(Records from a collection)
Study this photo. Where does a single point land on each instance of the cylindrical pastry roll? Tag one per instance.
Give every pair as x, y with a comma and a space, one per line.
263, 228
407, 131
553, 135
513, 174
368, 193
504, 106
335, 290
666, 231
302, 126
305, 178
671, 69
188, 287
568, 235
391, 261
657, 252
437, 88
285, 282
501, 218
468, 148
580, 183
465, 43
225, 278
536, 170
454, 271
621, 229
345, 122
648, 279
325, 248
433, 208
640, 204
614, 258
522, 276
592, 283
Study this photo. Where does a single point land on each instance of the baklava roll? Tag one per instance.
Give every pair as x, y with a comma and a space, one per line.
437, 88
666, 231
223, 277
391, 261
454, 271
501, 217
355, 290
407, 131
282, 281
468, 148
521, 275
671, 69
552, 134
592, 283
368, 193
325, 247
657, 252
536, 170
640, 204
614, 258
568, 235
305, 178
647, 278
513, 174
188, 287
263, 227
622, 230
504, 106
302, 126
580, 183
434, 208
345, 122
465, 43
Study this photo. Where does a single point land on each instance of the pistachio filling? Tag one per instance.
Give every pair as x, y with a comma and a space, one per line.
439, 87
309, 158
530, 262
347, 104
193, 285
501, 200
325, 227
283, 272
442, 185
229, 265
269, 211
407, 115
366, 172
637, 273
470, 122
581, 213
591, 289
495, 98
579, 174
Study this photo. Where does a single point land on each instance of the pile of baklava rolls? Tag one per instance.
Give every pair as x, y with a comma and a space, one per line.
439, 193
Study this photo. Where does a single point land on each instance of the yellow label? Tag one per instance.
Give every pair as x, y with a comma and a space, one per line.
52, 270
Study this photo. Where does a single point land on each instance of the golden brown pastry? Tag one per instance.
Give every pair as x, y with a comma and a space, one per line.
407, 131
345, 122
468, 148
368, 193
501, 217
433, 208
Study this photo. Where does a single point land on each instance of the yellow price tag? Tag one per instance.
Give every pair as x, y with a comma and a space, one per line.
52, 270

■ Given task
Reproduce every item above line for line, with no changes.

■ Response to the exercise
Study this photo. Where does a single point land on each instance of the cylindrical pastry roll? Tag one per instance.
Give every pair as x, y with a comma and a space, one per line.
263, 228
407, 131
553, 135
513, 174
368, 193
504, 106
335, 290
666, 231
302, 126
305, 178
671, 69
188, 287
568, 235
391, 261
657, 252
437, 88
285, 282
501, 218
468, 148
580, 183
465, 43
225, 278
536, 170
454, 271
621, 229
345, 122
648, 279
325, 248
433, 208
640, 204
614, 258
522, 276
592, 283
Study this photo. Where does a single point land on each instance of the baklava roll? Tag one per instance.
Give every pair as x, y with a comma and a space, one per line.
437, 88
666, 231
223, 277
391, 261
454, 271
501, 217
355, 290
407, 131
282, 281
468, 148
521, 275
671, 69
552, 134
592, 283
368, 193
325, 247
657, 252
536, 170
640, 204
614, 258
568, 235
305, 178
647, 278
513, 174
188, 287
263, 227
622, 230
504, 106
302, 126
580, 183
434, 208
345, 122
465, 43
Study this photo. Where does a single point land on each instance of the pistachio filling? Tag one per instance.
Give every pair as x, y with a comma and a space, one per line.
439, 87
309, 158
530, 262
347, 104
193, 285
501, 200
325, 227
283, 272
442, 185
229, 265
269, 211
407, 115
366, 172
637, 273
470, 122
581, 213
591, 289
495, 98
579, 174
Study this photo. Where does a single point land on each instance of the pile of baklava rolls? Tag one per instance.
Give every pair as x, y with a comma and a space, one per line.
439, 193
Study this photo. Where does a single point land on each instance of the yellow label? Tag one per instance.
Give every pair as x, y with a comma and a space, one per line.
52, 270
Study this photo. Where does a single point land on each instance of the golden brown pastry? Tag one per instance.
Give every pair as x, y with a comma and a space, one per line.
407, 131
345, 122
468, 148
368, 193
501, 217
433, 208
Study this photo. Where does a single point land on each instance of the yellow price tag? Tag one per instance.
Give every pair as x, y with a comma and a space, one per line.
52, 270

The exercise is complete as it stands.